PROBLEM TO SOLVE: Reproduce all records word for word.
▽
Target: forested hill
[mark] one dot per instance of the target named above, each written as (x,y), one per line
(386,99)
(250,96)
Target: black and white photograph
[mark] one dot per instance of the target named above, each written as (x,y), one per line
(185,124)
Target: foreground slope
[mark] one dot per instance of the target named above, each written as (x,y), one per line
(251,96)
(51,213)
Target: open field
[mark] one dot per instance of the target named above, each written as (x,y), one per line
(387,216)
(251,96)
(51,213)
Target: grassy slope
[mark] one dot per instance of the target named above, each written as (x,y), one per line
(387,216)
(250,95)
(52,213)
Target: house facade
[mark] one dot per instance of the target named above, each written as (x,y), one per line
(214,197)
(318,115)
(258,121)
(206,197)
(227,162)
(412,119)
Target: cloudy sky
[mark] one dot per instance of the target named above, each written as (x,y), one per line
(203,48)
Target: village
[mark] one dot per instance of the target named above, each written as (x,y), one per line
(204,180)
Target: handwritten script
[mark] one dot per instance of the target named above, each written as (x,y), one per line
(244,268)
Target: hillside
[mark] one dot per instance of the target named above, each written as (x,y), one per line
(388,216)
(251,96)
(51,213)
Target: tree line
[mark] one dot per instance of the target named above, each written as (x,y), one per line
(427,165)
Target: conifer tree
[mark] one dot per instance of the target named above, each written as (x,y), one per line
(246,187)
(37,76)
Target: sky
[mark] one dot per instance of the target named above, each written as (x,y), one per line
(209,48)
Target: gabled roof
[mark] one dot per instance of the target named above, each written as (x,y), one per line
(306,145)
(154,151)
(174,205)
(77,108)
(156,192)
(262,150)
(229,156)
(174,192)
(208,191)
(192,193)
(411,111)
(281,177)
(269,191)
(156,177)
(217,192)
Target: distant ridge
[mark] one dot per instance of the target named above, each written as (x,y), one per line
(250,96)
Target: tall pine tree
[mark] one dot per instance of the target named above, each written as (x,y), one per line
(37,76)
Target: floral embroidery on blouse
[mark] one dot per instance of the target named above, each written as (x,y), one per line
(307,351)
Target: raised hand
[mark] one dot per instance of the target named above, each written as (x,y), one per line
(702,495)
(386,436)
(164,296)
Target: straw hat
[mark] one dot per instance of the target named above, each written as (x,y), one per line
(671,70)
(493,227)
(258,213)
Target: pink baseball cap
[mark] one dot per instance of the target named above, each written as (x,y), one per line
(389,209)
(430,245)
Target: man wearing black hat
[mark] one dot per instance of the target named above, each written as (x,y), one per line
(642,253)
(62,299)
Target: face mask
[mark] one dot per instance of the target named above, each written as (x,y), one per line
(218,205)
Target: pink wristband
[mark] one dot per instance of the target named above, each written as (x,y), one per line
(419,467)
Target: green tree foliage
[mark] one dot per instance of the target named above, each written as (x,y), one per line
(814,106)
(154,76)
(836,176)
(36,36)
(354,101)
△
RESULT BELOW:
Target: forested hill
[mark] one dot per instance of the target named above, each written as (x,y), one per line
(386,99)
(250,96)
Target: black and white photograph
[mark] one dot per instance of the target named above, each written as (x,y), one per line
(185,124)
Target: foreground slope
[mark] one dot per instance of the target named above, each written as (x,y), one per line
(251,96)
(51,213)
Target: open field
[mark] one dot per instance of the target named above, each written as (x,y), one per line
(387,216)
(251,96)
(51,213)
Target: grassy slope
[mark] one dot per instance of the target named above, each written as (x,y), one per line
(387,216)
(250,95)
(52,213)
Target: house facade
[mark] one dot per instance of the target named above, each written as (x,y), one per line
(214,197)
(318,115)
(258,121)
(206,197)
(227,162)
(412,119)
Target: cloudy sky
[mark] one dot per instance of the target named above, each written as (x,y), one per line
(203,48)
Target: village
[mark] one dot per instance of the target named above, each written as (x,y), one per line
(204,180)
Target: handwritten script
[mark] one dot per instance of the target named above, each written as (x,y), one per line
(244,268)
Target: hillside
[mark] one dot per instance of the target named above, each written as (x,y), one per line
(388,216)
(251,96)
(51,213)
Target: tree line
[mark] one dot per instance of the target named above, each written as (x,y), one per line
(427,165)
Target: conifer tree
[mark] one dot per instance of the target named above, each written as (x,y), one per line
(246,187)
(37,76)
Target: sky
[mark] one dot per instance of the target named above, each written as (x,y), one per line
(209,48)
Target: gabled roof
[mark] one dot per instance of the target named above, each written as (x,y), one per line
(306,145)
(154,151)
(174,205)
(77,108)
(156,192)
(262,150)
(229,156)
(174,192)
(208,191)
(192,193)
(411,111)
(281,177)
(269,191)
(156,177)
(217,192)
Target: distant ridge
[mark] one dot per instance of the target named above, each written as (x,y), one per line
(250,96)
Target: tall pine tree
[mark] one dot per instance of the target named above, each written as (x,y), one per line
(37,76)
Target: floral embroidery on blouse
[mark] one dot per instance of the target named above, each written as (x,y), one per line
(307,351)
Target: raised hand
[mark] one dot per instance of the target named above, each written as (x,y), one per line
(702,495)
(386,436)
(164,296)
Target: straw hat
[mark] one dot per instance of the target named above, each written as (x,y), one per line
(671,70)
(493,227)
(258,213)
Target: pink baseball cap
[mark] one dot per instance of the target named above, each written as (x,y), one per line
(389,209)
(430,245)
Target: man wearing black hat
[mark] one dot per instance of the target named above, each written as (x,y), one per line
(642,253)
(62,299)
Target: face mask
[mark] one dot per instance of the target named above, each written as (x,y), one per line
(218,205)
Target: pink wristband
[mark] one dot per instance of the target named above, each written as (x,y), one per line
(419,467)
Target: green tree foliage
[mark] one dot per instance of the target named above, each written as (x,y), one per line
(814,106)
(154,76)
(836,176)
(36,36)
(354,101)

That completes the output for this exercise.